What the exercise asks: Extract the complete listing and output it unchanged.
- - -
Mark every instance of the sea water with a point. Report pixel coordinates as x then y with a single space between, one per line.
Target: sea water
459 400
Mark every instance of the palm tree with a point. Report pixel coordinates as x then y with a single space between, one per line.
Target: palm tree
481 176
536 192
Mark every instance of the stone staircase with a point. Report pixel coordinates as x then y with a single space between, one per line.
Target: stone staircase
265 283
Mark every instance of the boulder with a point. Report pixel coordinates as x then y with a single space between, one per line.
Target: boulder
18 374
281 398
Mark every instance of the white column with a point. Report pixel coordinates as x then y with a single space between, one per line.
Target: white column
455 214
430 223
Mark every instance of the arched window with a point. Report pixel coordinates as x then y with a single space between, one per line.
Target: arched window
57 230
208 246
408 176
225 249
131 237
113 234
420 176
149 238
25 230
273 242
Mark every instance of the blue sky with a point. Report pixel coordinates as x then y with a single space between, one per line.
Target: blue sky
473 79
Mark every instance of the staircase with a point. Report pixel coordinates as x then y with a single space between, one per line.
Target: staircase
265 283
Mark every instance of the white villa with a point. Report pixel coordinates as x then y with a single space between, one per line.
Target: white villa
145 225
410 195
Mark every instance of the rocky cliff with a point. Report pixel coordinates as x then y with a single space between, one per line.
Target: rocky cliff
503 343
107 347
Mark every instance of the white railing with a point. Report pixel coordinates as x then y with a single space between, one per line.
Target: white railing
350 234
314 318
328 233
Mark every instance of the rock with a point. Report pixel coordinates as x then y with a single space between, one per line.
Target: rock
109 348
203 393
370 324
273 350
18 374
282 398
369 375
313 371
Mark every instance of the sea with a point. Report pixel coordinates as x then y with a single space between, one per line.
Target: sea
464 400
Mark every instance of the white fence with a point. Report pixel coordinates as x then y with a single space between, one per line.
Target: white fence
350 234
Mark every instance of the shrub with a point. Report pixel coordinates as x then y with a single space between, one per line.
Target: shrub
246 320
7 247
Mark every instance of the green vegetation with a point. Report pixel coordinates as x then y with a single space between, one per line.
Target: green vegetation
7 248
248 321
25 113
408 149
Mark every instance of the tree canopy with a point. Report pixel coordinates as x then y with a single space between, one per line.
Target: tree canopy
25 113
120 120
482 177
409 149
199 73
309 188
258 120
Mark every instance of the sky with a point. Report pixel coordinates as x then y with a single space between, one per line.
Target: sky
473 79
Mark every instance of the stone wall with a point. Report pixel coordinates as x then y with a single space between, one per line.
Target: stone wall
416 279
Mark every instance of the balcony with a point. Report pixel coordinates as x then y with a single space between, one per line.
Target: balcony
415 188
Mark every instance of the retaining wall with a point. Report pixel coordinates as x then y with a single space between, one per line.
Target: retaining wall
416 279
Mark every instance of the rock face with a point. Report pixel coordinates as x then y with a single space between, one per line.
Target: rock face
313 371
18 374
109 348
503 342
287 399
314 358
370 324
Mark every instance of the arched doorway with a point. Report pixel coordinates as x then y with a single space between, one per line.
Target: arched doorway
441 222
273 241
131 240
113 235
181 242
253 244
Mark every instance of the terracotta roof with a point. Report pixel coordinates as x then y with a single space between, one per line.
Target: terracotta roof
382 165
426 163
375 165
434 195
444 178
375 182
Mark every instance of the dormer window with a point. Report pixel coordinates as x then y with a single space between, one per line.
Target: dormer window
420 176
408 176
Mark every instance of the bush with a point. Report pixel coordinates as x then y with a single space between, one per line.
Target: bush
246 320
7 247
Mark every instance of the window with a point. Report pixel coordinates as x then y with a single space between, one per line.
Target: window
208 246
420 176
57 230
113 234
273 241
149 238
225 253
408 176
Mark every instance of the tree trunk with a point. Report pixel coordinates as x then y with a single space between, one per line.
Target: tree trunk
- - -
Full response:
Mark every instance of the sea water with a point. Report pixel coordinates as x then y with a single space between, one per line.
Target: sea water
459 400
Mark every instance of the palm tree with a point. Report pixel coordinates as x then y with a single space between, one per line.
Target: palm tree
481 176
536 192
Mark every instance of the stone staircase with a point. Report pixel coordinates as x then y with a single space between, one per line.
Target: stone staircase
265 283
Mark every instance of the boulder with a point. Report pixel coordinates as x then y with a single space between, one per line.
Target: boulder
18 374
281 398
Mark every instance of the white column with a point. Report pixel coordinates as x then y with a single space between, one per line.
Target: white column
455 214
430 223
Mark every instance of the arched window with a point. Report pixel coordinates as x then y with a single space between, one per line.
Target: arched window
57 230
208 246
408 176
225 249
131 237
113 234
420 176
149 238
25 230
273 242
Mark every instance of the blue sky with a point. Report pixel coordinates as x then y with a single space between, one per line.
Target: blue sky
473 79
Mark every instance of the staircase with a point. Report pixel coordinates as x then y with a single space between, one per line.
Target: staircase
265 283
Mark every instance of the white villa with a point. Report pixel coordinates as x then y with a single space between, one per line.
Target: white villa
145 225
410 195
Mark every instance of the rocky cliff with a point. Report pixel coordinates as x then y with a single space between, one per line.
Target: rocky cliff
503 343
107 347
Mark every instance of the white railing with a point. Report pixel coordinates as x then y with a single space between, one per line.
Target: white railing
350 234
314 318
328 233
Mark every instance of the rock with a point. Report pixel coordinates as x then y with a single space between, one per line.
Target: rock
109 348
203 393
370 324
273 350
18 374
282 398
369 375
313 371
Mark every instance of the sea with a point. Report pixel coordinates as x then y with a single space between, one per line.
Target: sea
464 400
Mark every instance of the white fence with a point. Report pixel coordinates as x then y with a single space between, one per line.
Target: white fence
350 234
Mark every instance of the shrub with a point. Report pixel coordinates as x then y with a single space between, one per line.
Target: shrub
246 320
7 247
Mark every instance of the green vegetation with a point. Report pixel coordinates as x then y with a single space between, one per line.
Target: green vegetation
7 248
248 321
25 113
408 149
Mark every instance of the tree canopy with a point. Report pixel coordinates as x then y with a single space between, one per line.
Target: tree canopy
25 113
120 120
482 177
409 149
199 73
309 188
258 120
Mark every instance of the sky with a point. Report pixel coordinates as x then y with a single space between, one per line.
Target: sky
473 79
Mark every instance of the stone wall with a point. Report pixel coordinates as x then y with a single space between, one per line.
Target: stone wall
416 279
Mark every instance of the balcony with a point. Report pixel coordinates as x then y with a single space between, one per line.
Target: balcony
415 188
Mark every instance of the retaining wall with a point. Report pixel coordinates as x then y with a single space between, one per line.
Target: retaining wall
416 279
Mark every instance of the rock face with a point. Report pixel coordinates as x then y with a single space between, one per line.
Target: rock face
313 371
18 374
109 348
503 342
287 399
314 358
370 324
Mark every instance of the arched doorway with a point. Report pixel coordinates as x then y with a single space between, one per line.
Target: arched doorway
441 222
273 241
131 240
113 235
181 242
253 244
Mark every instance of the terracotta roof with a point. Report pixel coordinates as x then y with a single space between, one per line.
Target: terracotta roof
382 165
426 163
375 165
434 195
444 178
375 182
Mark every instance of the dormer window with a point. Report pixel coordinates as x then y with a single space between, one per line.
Target: dormer window
420 176
408 176
Mark every instance of the bush with a point. Report pixel coordinates as x then y with a single space between, one per line.
Target: bush
246 320
7 247
Mark every instance of the window with a point. Report pixel coordinates as x then y with a single space between, one per line.
Target: window
208 246
420 176
57 230
113 234
273 241
149 238
225 253
408 176
Mark every instance of the tree trunk with a point. Report pixel coordinates as x then y with a single space between, one per line.
Target: tree trunk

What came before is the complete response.